Given text.
* Start *

One can certainly imagine that under the right circumstance a campaign by a Black leftist might be a good thing both for the country, for the left, and for Black people. It might address both the economic issues and the racial matters, as well as gender and many other issues so important to improving the lives of millions, to defending and expanding democracy, and to building a multiracial, multiethnic working-class party. Yet so far, we have no such experience.

Candidates run for office for various reasons. Some will run for office to win, even if their chances are slim. Others, knowing that they cannot win, will run to win enough votes to influence a major party’s political platform and direction. Some run to build the social movements. Some will run for office to recruit to their party. Some run to count votes as a measure of their party’s influence in society and to see if that influence is growing. All of these are legitimate and common in democracies all over the world, though in the American political system, without proportional representation, with first-past-the-post elections, and winner take all elections in 48 of 50 states, one must be cognizant that minor party candidates can be spoilers who may contribute to the victory of a more conservative major party candidate. The reality, much as we hate it, is that a vote for a leftist party will likely subtract a vote from the Democratic Party and help to elect a rightwing Republican.

Given this, Black political candidates on the left found themselves in the same situation as other leftist parties and candidates. If they run independent campaigns, they are shunned as spoilers and receive few votes. If they run campaigns in the Democratic Party, they find themselves checked by the party’s structures, processes, and politics. The way out of this dilemma, some believe, is an “inside/outside strategy,” that is to work for a candidate within the Democratic Party while building social movements to pressure that candidate and the party from without. This has never proved very successful. Yet others argue that building a leftist force in the Democratic Party can lead to a “dirty break” with it in the future, creating a major third party.

* End *

Object outline annotations
* Start *

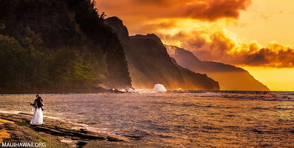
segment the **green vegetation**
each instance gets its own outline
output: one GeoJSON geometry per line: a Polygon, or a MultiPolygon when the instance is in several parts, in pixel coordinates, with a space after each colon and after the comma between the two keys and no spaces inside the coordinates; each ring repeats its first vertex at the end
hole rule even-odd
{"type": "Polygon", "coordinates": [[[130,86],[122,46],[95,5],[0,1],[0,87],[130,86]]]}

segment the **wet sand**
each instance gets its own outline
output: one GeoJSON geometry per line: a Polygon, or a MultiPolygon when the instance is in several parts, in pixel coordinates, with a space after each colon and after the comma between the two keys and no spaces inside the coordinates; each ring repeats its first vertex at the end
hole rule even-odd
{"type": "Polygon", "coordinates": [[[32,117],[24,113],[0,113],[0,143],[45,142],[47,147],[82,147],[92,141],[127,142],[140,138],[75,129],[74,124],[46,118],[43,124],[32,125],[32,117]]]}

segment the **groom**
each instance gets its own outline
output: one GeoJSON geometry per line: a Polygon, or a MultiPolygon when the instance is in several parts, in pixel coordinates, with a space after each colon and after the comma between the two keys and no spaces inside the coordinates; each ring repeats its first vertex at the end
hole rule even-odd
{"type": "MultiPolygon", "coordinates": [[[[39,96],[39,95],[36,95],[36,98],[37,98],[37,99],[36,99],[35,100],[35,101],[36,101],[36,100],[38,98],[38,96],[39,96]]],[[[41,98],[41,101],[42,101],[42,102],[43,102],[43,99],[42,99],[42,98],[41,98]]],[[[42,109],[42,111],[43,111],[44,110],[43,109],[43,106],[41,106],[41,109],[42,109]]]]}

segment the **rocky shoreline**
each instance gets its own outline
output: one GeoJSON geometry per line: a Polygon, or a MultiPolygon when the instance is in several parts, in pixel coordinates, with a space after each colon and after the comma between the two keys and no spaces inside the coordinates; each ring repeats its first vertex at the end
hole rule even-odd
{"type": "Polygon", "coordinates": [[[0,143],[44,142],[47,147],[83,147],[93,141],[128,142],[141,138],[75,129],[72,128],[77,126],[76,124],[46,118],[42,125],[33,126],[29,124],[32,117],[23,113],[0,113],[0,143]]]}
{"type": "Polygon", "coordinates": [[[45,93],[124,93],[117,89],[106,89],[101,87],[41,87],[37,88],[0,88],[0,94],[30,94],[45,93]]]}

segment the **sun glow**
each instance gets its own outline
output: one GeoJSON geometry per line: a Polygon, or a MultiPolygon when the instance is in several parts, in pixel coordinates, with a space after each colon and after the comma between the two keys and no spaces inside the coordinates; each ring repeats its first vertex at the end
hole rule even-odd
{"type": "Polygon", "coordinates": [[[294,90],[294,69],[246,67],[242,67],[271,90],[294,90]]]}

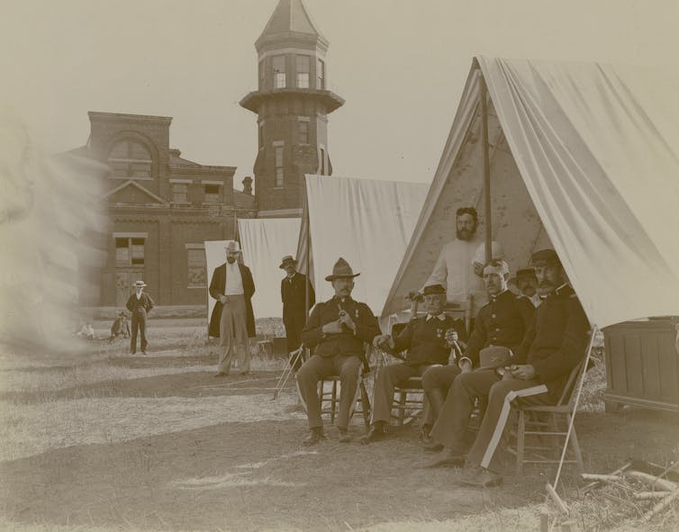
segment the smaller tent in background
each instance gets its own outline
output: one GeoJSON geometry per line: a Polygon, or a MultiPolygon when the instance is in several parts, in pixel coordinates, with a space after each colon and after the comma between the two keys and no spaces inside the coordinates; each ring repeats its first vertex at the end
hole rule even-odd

* End *
* Start *

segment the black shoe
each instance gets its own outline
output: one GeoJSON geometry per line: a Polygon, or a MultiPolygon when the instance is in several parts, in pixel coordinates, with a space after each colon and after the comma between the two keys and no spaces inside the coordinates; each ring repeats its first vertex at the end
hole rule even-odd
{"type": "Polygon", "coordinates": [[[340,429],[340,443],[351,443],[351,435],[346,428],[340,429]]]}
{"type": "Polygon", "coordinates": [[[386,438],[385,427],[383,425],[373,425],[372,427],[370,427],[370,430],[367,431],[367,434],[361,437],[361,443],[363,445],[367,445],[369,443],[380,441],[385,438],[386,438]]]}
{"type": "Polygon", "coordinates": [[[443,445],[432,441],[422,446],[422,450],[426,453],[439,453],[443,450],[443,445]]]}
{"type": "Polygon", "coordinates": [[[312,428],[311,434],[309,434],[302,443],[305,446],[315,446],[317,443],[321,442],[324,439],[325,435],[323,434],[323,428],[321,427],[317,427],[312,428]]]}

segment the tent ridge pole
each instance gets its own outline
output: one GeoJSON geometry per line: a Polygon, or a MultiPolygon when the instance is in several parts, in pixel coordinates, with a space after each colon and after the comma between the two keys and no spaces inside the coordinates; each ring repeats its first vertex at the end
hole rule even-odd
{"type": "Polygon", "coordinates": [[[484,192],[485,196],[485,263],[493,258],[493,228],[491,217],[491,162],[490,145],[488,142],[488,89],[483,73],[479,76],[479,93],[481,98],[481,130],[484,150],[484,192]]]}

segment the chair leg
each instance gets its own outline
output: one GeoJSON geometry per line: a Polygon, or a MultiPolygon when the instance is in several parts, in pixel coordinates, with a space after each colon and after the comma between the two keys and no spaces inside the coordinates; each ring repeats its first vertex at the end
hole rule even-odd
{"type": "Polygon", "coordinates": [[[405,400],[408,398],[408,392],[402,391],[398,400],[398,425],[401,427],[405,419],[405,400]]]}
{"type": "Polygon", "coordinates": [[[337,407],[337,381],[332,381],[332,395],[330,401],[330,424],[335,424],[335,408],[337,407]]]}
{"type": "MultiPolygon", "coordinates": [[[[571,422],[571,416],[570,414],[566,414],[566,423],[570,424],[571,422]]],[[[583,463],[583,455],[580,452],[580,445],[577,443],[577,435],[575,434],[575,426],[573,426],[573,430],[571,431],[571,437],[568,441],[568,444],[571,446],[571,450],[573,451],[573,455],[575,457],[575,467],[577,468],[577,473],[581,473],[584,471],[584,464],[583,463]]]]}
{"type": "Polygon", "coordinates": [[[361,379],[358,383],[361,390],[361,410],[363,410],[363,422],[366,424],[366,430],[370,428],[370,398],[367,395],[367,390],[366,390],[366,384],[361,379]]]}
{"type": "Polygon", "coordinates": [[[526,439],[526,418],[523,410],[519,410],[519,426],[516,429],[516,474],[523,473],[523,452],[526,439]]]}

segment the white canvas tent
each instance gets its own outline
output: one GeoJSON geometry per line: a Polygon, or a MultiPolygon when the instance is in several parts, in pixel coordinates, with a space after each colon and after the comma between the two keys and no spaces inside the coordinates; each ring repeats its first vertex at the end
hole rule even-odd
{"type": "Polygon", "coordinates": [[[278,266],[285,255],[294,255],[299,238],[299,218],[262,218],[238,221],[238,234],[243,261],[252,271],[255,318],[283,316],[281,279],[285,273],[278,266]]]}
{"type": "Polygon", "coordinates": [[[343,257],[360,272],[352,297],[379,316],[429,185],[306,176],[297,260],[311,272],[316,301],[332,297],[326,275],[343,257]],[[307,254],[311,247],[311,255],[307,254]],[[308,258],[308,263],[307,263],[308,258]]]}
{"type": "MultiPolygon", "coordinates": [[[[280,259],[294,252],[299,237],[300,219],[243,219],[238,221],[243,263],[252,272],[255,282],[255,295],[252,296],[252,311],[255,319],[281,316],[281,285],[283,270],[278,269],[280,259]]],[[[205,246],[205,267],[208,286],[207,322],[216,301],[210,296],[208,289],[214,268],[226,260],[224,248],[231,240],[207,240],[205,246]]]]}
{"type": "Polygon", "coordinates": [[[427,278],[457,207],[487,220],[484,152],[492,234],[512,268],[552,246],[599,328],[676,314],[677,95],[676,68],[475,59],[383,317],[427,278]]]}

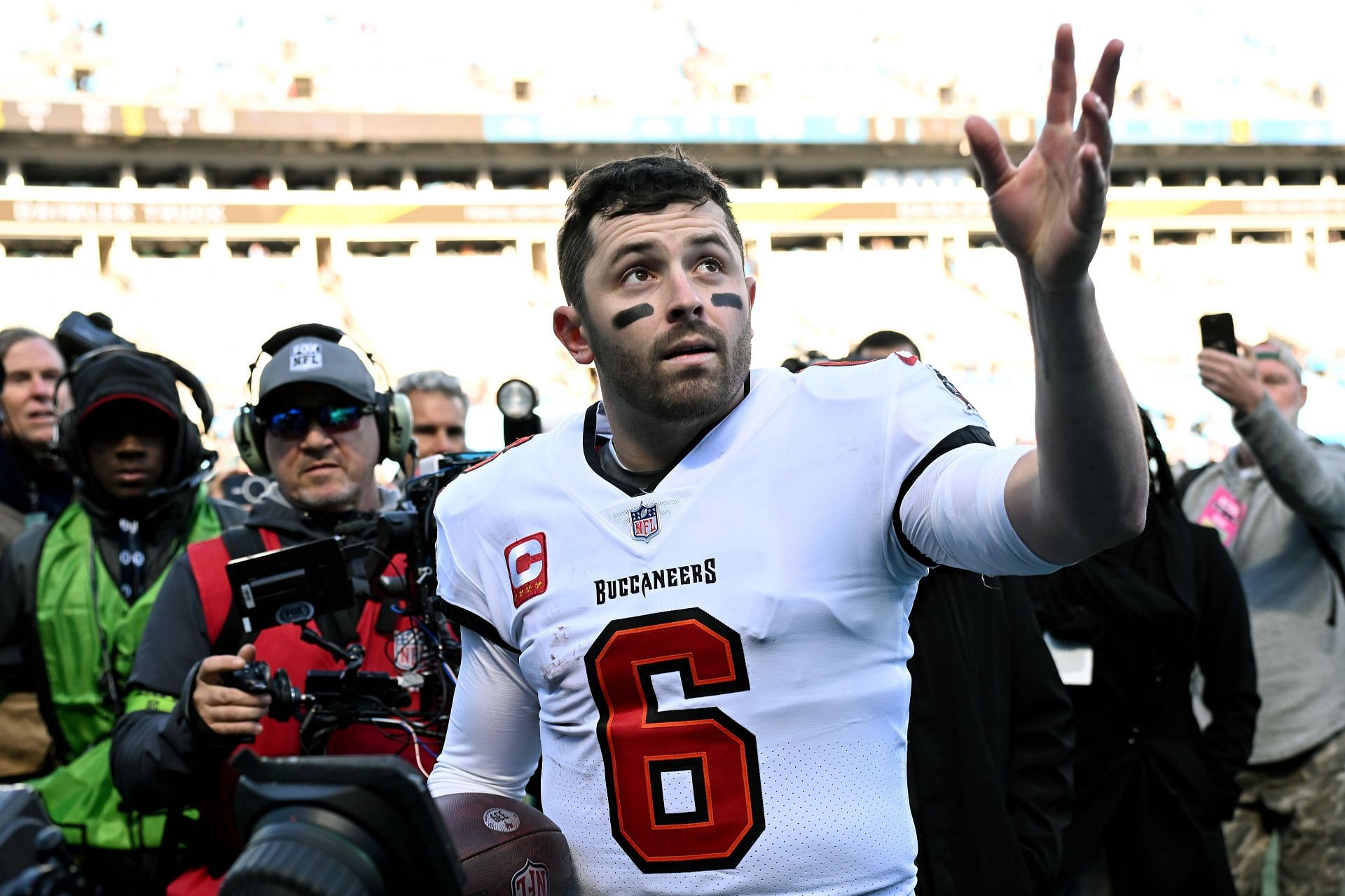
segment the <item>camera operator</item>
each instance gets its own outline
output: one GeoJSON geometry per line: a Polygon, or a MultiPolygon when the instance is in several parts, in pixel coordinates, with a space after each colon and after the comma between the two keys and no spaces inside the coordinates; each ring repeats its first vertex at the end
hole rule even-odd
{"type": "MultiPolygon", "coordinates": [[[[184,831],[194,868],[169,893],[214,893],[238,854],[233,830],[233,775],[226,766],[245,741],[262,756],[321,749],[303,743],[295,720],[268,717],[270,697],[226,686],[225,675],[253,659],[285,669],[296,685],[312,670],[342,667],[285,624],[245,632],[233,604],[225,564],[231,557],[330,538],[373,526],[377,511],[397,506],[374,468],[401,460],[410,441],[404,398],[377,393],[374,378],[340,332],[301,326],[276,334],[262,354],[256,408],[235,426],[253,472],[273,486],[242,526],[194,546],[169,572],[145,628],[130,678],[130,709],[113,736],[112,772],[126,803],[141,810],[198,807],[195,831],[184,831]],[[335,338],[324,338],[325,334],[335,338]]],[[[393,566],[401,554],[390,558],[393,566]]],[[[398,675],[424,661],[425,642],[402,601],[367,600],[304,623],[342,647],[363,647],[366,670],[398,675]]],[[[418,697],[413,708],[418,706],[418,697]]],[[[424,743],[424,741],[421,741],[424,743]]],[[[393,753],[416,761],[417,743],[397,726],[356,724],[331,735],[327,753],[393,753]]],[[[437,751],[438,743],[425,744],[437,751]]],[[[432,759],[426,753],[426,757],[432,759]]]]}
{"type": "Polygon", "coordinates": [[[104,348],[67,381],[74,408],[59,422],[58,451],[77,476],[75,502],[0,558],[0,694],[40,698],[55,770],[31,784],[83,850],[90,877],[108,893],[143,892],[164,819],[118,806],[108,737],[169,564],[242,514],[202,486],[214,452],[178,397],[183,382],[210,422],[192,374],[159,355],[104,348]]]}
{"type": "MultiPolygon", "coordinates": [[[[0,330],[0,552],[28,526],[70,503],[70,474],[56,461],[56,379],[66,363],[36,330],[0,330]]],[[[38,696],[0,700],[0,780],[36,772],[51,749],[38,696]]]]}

* End *

Work to do.
1) Please transcribe the passage on Black leftist candidates exactly, everything from "One can certainly" down to "no such experience.".
2) Report how many lines of the entries contain the string "tent", giving only the number.

The answers.
1)
One can certainly imagine that under the right circumstance a campaign by a Black leftist might be a good thing both for the country, for the left, and for Black people. It might address both the economic issues and the racial matters, as well as gender and many other issues so important to improving the lives of millions, to defending and expanding democracy, and to building a multiracial, multiethnic working-class party. Yet so far, we have no such experience.

2) 3